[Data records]

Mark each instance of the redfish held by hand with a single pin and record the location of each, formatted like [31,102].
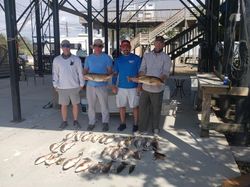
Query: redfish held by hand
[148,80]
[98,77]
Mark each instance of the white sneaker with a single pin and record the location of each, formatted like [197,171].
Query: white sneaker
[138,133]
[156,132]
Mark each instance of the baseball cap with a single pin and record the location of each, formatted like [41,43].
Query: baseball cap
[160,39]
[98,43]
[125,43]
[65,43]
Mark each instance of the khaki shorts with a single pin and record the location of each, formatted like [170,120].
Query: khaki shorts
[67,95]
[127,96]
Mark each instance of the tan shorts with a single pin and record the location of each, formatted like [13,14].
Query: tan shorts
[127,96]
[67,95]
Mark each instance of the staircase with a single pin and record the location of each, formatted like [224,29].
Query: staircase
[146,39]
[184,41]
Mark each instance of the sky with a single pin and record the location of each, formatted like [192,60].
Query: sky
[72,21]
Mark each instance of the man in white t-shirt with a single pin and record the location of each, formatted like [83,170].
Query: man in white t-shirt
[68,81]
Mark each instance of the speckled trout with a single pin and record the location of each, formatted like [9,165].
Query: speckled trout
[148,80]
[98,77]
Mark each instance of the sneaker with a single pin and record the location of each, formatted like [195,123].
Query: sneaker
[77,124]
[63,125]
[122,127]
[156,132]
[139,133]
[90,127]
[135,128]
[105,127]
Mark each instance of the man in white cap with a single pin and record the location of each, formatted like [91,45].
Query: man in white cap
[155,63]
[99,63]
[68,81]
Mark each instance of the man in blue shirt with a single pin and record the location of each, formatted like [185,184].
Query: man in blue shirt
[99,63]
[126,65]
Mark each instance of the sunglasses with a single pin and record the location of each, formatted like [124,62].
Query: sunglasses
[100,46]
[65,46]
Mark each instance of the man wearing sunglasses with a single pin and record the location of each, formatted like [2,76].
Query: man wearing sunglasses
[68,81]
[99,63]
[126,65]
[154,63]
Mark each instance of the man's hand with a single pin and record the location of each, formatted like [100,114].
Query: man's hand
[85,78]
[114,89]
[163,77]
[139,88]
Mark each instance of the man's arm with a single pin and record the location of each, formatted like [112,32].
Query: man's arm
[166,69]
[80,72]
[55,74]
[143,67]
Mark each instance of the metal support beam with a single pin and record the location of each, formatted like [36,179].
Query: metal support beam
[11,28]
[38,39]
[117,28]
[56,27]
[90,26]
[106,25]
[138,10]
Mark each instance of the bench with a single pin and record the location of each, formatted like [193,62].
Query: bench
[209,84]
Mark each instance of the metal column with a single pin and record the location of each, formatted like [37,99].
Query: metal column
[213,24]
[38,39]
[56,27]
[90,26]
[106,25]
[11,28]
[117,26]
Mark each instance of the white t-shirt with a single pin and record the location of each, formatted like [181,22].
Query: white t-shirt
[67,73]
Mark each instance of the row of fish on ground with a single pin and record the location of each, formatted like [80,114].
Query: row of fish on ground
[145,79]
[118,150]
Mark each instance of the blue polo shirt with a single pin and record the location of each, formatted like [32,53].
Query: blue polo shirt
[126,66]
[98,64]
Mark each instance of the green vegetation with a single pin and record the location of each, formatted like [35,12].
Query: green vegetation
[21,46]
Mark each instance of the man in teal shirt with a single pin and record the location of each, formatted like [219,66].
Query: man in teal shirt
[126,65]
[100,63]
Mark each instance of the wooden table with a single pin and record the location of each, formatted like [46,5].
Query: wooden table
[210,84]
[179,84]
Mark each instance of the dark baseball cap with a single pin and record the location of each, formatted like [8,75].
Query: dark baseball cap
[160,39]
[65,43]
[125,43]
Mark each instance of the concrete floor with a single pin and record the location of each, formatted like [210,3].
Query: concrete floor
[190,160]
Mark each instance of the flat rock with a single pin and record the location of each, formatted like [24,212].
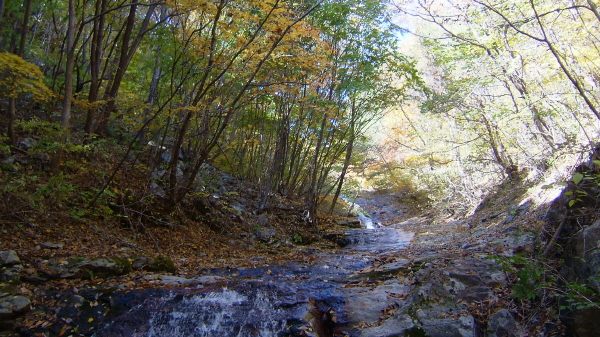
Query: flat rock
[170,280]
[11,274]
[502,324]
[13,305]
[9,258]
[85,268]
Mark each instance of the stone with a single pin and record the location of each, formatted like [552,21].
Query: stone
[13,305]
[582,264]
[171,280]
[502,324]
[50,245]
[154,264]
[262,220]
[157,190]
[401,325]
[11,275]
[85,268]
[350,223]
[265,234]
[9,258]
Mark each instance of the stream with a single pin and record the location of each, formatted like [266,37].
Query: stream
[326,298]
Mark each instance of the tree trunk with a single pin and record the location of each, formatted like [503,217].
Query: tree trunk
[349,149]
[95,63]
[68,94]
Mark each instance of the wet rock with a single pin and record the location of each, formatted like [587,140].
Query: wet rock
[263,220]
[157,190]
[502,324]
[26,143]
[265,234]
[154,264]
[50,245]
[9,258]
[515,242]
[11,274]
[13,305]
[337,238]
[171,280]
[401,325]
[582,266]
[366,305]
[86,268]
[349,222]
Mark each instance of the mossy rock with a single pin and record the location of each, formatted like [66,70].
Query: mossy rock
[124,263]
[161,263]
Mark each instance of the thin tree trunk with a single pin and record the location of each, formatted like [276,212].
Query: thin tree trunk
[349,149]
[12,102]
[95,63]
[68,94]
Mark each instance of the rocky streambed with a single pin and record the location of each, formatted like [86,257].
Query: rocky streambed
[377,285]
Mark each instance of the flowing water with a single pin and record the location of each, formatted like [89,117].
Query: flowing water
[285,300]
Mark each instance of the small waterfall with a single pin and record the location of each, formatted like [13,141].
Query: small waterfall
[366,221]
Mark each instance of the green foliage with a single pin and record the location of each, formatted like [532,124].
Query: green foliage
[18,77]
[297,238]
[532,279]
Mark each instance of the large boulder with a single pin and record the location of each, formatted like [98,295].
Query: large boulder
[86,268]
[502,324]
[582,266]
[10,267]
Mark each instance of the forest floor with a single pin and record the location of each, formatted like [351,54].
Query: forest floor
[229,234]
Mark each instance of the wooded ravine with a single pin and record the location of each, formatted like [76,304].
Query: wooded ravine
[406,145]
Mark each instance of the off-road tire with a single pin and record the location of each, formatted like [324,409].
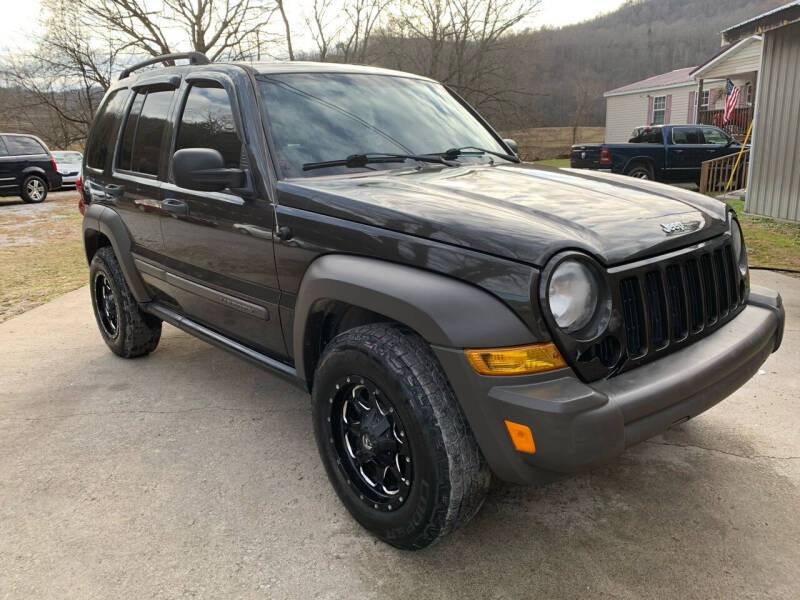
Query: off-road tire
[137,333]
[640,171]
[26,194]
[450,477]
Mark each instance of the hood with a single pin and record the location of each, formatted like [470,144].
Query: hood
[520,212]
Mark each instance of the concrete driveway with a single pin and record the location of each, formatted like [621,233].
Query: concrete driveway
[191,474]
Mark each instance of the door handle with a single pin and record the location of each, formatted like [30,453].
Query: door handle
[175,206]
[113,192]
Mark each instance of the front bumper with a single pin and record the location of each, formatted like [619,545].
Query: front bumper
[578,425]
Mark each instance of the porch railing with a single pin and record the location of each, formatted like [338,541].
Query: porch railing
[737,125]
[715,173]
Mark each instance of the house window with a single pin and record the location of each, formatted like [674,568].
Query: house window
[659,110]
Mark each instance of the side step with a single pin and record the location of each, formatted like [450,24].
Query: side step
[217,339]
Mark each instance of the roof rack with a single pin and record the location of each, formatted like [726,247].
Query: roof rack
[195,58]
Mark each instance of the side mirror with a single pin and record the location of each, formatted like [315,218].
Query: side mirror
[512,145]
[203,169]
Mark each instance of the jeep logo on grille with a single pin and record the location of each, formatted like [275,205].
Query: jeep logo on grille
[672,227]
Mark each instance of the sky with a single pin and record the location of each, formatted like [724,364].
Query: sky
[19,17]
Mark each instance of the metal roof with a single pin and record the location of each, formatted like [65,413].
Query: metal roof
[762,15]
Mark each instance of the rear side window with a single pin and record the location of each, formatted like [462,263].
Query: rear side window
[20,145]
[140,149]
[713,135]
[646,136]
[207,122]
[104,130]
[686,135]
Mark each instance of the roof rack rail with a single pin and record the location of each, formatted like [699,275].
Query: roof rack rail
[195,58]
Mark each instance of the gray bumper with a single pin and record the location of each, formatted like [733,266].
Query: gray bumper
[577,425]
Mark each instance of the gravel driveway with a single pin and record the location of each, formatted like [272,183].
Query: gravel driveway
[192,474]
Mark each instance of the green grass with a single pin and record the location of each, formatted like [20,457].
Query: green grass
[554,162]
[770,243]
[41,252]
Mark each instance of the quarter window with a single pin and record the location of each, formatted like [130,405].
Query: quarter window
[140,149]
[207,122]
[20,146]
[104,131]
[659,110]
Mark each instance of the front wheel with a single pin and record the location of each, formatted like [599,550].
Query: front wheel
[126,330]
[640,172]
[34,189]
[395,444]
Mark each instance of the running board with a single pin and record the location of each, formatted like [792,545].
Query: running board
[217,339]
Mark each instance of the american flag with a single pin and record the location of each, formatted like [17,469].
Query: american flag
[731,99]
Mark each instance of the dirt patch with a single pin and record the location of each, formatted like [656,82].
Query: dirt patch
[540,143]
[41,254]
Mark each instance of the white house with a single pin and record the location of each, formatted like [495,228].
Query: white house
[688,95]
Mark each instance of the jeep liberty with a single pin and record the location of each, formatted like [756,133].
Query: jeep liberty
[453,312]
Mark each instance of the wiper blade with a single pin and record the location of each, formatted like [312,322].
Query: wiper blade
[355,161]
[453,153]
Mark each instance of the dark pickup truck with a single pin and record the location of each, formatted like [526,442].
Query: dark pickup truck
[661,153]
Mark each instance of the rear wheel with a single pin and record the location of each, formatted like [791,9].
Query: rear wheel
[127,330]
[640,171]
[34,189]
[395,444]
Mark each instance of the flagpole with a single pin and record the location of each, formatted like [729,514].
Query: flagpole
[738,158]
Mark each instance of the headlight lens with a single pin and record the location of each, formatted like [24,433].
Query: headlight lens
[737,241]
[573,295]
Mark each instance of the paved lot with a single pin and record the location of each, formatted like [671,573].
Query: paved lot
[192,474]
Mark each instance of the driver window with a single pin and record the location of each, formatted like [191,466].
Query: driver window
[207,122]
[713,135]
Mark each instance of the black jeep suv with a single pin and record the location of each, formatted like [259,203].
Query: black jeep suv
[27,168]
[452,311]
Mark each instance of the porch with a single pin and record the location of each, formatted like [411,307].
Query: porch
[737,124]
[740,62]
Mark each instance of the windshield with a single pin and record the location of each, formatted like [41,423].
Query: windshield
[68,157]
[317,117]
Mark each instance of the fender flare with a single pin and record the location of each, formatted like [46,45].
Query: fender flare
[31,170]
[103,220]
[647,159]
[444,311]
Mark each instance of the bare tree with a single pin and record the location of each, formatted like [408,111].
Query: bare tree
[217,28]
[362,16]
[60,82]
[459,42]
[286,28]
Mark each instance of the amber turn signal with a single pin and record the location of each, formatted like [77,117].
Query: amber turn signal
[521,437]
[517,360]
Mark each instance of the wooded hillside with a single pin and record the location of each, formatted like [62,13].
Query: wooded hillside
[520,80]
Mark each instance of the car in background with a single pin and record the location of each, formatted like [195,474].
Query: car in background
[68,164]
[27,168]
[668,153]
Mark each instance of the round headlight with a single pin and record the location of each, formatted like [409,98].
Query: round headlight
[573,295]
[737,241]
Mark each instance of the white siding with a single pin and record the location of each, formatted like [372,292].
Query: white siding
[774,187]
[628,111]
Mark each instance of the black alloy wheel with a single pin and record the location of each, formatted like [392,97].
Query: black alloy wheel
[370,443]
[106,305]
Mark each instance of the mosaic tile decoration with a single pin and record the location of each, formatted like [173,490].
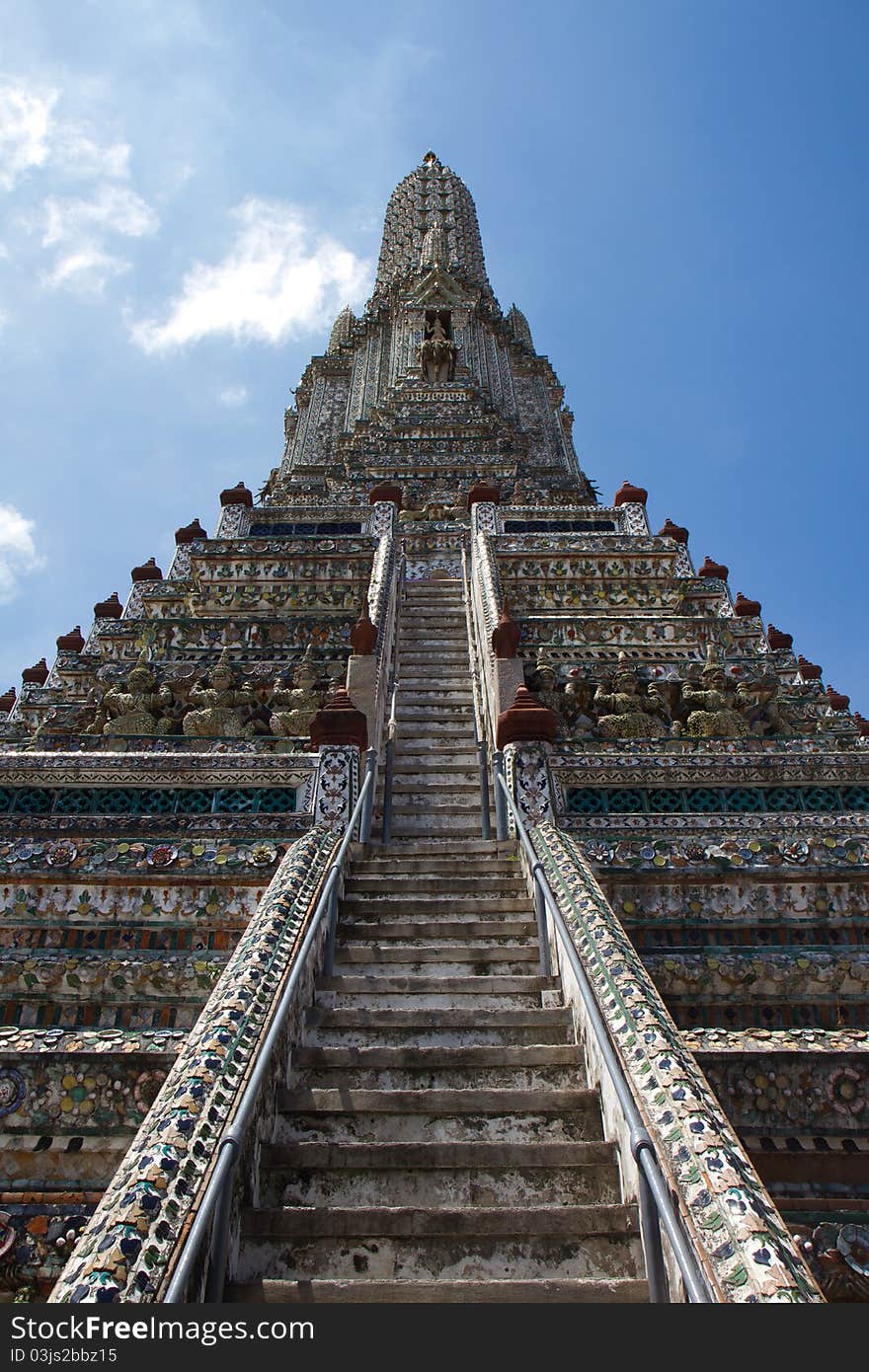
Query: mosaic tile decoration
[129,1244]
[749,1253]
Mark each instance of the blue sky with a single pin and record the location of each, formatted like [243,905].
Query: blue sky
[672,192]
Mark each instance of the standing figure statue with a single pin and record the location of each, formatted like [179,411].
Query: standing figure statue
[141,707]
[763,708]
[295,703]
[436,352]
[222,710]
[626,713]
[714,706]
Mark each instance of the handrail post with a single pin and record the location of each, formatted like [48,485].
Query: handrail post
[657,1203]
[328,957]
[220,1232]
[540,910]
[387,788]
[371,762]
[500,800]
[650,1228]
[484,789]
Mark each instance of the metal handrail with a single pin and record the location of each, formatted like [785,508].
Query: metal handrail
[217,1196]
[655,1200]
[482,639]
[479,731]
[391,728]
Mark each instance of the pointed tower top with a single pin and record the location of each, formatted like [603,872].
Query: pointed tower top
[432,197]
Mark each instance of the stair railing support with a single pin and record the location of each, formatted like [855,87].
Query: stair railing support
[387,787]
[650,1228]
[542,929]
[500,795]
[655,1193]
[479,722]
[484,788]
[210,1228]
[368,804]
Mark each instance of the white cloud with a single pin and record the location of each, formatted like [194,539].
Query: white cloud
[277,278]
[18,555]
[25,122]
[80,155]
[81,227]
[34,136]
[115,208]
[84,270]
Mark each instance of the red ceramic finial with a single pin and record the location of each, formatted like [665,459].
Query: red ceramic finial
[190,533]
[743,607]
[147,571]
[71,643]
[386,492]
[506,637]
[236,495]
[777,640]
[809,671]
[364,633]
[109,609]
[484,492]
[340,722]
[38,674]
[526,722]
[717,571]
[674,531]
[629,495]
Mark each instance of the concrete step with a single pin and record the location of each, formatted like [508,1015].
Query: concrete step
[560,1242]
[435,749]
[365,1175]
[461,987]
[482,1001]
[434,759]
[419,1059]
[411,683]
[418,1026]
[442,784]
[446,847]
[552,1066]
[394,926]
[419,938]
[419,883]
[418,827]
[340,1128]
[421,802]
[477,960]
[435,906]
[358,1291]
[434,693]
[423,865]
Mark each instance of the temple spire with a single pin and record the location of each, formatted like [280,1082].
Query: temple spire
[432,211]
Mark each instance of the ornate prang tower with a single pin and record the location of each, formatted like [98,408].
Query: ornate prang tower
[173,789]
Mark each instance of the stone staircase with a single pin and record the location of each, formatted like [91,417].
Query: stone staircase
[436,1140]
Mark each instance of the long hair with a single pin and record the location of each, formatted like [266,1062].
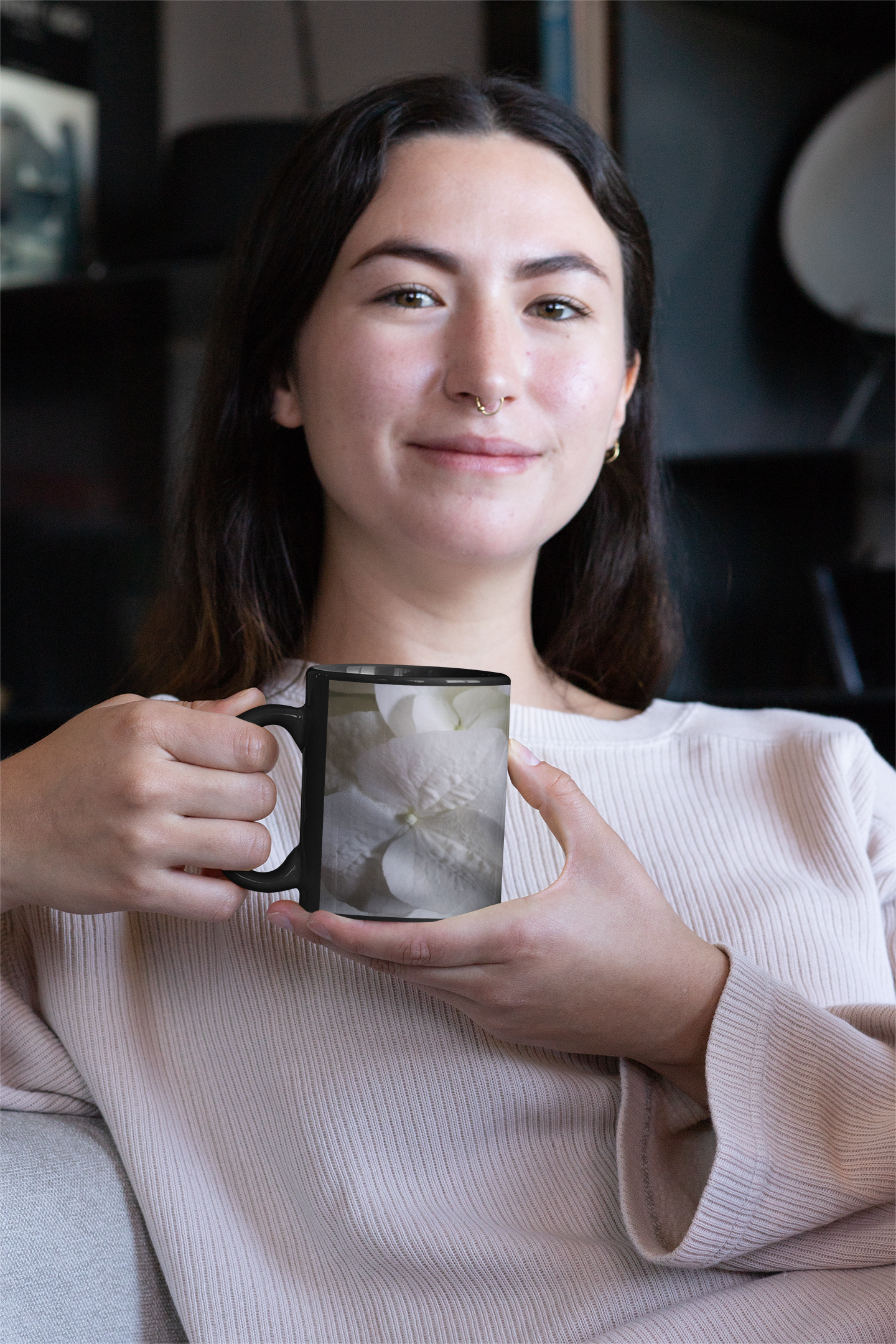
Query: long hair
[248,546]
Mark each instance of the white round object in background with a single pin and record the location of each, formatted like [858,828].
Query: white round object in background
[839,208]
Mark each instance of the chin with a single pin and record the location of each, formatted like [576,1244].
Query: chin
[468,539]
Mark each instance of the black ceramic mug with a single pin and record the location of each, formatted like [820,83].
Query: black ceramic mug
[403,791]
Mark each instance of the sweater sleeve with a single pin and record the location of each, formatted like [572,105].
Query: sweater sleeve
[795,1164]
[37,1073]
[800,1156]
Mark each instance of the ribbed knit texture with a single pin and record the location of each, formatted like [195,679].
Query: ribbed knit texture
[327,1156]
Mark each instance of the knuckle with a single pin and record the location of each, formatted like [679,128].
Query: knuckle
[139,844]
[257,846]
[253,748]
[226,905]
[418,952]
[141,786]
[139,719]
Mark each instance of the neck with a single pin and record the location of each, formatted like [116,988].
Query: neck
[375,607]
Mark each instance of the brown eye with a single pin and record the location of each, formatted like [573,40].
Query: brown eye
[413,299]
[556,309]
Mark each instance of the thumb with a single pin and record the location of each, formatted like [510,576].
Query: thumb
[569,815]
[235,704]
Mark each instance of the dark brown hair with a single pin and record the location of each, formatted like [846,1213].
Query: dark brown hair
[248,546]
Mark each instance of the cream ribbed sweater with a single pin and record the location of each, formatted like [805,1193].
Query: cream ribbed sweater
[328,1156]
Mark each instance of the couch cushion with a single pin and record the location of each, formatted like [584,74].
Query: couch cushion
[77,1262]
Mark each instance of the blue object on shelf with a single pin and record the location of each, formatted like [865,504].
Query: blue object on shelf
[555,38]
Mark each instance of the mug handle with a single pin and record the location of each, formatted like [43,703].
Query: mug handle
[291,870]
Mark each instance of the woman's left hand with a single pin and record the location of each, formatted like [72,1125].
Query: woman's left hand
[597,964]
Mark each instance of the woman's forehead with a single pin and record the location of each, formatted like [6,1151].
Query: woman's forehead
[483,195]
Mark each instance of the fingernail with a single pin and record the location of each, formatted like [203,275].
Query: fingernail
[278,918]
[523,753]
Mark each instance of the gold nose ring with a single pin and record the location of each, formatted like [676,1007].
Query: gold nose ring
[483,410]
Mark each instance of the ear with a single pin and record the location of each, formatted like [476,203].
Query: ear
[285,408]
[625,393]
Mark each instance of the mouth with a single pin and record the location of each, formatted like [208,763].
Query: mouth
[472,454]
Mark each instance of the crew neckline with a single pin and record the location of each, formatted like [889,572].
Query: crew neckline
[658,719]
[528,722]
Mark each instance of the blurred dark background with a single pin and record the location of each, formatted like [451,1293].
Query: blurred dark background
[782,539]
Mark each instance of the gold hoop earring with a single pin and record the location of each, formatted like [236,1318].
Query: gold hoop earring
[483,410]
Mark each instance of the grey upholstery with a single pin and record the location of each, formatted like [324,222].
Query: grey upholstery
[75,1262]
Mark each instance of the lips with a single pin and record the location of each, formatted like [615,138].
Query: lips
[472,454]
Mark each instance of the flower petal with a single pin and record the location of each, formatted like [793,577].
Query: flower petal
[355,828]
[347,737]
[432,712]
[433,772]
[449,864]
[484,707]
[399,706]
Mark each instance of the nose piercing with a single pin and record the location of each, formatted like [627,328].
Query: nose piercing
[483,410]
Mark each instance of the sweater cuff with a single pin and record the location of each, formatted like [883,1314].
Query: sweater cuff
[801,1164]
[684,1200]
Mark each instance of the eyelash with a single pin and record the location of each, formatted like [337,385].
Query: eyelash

■ EXERCISE OBJECTIVE: Each line above that has the word "eyelash" must be copied.

■ ANSWER BELOW:
Mark each instance of the eyelash with a single pin and record the location of each, formatted like [337,385].
Query: eyelash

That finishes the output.